Can you send a mail to pierre@openfoodfacts.org so that I can invite you to
the OpenFoodFacts slack, so that we can discuss it further ?

------
arthurfm
Something else that would be quite useful is to include links to the
international names of each product so that you can compare their ingredients.

For example, Kellogg's Frosted Flakes [1][2] are called Frosties in the UK,
France [3] and some parts of Europe, but do not have identical ingredients.

[1]
[http://en.wikipedia.org/wiki/Frosted_Flakes](http://en.wikipedia.org/wiki/Frosted_Flakes)

[2]
[http://world.openfoodfacts.org/product/038000219634/frosted-...](http://world.openfoodfacts.org/product/038000219634/frosted-
flakes-kellogg-s)

[3]
[http://world.openfoodfacts.org/product/5053827104081/frostie...](http://world.openfoodfacts.org/product/5053827104081/frosties-
kellogg-s)
■ ■ ■
> **Set task 1**:
Render everything in the records from the line containing "Scouting pass: put a marker on the white advertising" down to the line containing "[(18, 146), (79, 149), (211, 212)]" as a Markdown table with the columns Row and Line, skipping any blank lines.
> **Set task 2**:
Write a continuation of the Open Food Facts discussion, picking up right after its final line.
■ ■ ■
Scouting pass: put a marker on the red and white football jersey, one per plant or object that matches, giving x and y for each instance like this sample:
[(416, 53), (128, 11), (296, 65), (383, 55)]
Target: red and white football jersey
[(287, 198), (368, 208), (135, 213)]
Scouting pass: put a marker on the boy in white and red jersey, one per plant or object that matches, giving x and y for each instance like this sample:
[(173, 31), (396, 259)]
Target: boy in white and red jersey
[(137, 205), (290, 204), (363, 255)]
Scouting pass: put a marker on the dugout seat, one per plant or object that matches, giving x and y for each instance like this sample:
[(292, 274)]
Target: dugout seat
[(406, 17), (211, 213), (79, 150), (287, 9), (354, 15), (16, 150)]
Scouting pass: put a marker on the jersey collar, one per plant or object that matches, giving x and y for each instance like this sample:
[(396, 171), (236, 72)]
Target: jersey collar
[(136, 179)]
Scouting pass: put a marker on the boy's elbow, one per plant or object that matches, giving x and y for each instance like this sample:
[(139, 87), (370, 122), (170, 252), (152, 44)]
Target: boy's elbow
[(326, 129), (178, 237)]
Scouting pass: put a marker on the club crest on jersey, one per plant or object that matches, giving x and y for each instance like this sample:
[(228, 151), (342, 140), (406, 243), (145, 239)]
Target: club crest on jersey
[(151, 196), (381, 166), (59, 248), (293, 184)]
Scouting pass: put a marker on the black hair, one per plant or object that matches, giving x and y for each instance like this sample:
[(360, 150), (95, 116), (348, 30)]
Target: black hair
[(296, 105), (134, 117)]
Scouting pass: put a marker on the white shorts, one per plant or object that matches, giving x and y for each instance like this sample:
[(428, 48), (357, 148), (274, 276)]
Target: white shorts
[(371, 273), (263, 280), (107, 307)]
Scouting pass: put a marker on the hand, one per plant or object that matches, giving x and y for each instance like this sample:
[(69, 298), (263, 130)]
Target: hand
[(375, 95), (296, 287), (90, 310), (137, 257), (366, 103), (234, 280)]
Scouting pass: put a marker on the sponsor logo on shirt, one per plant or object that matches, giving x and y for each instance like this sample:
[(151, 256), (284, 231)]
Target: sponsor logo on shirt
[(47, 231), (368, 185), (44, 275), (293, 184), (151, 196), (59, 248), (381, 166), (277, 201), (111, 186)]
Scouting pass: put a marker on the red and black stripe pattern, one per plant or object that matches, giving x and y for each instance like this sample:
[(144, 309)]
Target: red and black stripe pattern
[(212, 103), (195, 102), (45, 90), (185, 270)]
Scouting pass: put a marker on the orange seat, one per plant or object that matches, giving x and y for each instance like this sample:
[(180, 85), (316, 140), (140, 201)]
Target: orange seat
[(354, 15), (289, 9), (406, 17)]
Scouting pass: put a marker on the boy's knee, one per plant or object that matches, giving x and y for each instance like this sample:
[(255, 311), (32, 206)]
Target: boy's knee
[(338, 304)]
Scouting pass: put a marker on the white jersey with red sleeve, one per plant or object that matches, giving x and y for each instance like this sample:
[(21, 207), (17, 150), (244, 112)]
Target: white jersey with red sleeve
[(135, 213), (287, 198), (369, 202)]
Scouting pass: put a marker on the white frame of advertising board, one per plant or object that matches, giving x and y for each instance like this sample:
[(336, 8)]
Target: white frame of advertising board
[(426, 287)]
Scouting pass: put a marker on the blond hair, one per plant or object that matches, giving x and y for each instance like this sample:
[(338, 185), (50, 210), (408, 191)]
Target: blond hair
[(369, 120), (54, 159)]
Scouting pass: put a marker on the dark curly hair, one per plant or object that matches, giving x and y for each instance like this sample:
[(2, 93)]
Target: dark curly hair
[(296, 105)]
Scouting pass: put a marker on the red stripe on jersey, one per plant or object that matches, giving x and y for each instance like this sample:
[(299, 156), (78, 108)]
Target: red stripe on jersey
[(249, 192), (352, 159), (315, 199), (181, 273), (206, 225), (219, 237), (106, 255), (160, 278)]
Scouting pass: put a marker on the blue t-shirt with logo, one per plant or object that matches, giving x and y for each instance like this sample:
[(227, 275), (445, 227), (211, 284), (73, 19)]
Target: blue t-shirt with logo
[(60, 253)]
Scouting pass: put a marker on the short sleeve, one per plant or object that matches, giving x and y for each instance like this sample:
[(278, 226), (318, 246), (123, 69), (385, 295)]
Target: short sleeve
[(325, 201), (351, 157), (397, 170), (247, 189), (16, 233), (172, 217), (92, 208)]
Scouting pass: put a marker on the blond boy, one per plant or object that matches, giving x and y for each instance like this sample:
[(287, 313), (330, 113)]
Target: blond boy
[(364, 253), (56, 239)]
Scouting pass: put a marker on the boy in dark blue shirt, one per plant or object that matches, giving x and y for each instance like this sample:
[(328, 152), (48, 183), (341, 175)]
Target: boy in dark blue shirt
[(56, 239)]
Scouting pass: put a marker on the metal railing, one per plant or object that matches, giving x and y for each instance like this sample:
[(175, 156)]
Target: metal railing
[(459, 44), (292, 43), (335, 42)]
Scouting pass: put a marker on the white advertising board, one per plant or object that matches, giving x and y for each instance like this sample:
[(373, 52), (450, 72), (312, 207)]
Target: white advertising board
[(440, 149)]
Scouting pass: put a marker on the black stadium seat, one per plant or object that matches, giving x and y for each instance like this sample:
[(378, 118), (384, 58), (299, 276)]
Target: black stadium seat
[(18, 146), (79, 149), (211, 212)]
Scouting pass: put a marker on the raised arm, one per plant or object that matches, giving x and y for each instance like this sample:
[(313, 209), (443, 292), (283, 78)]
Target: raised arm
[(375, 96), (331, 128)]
■ ■ ■
> **Final result 1**:
| Row | Line |
|---|---|
| 1 | Scouting pass: put a marker on the white advertising board, one per plant or object that matches, giving x and y for each instance like this sample: |
| 2 | [(373, 52), (450, 72), (312, 207)] |
| 3 | Target: white advertising board |
| 4 | [(440, 149)] |
| 5 | Scouting pass: put a marker on the black stadium seat, one per plant or object that matches, giving x and y for each instance like this sample: |
| 6 | [(378, 118), (384, 58), (299, 276)] |
| 7 | Target: black stadium seat |
| 8 | [(18, 146), (79, 149), (211, 212)] |

> **Final result 2**:
------
kw71
Hi teolemon, if you're still following:

Please consider allowing multiple barcodes for an individual product. I live
in the USA, where (because of tradition and archaic technology) some grocers
don't like to market products bearing only EAN barcodes. So, many imported
items have both UPC and EAN barcode.

I hit a different case today: a box of 20 pieces with one barcode, but the
individual item inside has a different barcode.

Maybe the functionality is already there, but I couldn't figure out how to do
this.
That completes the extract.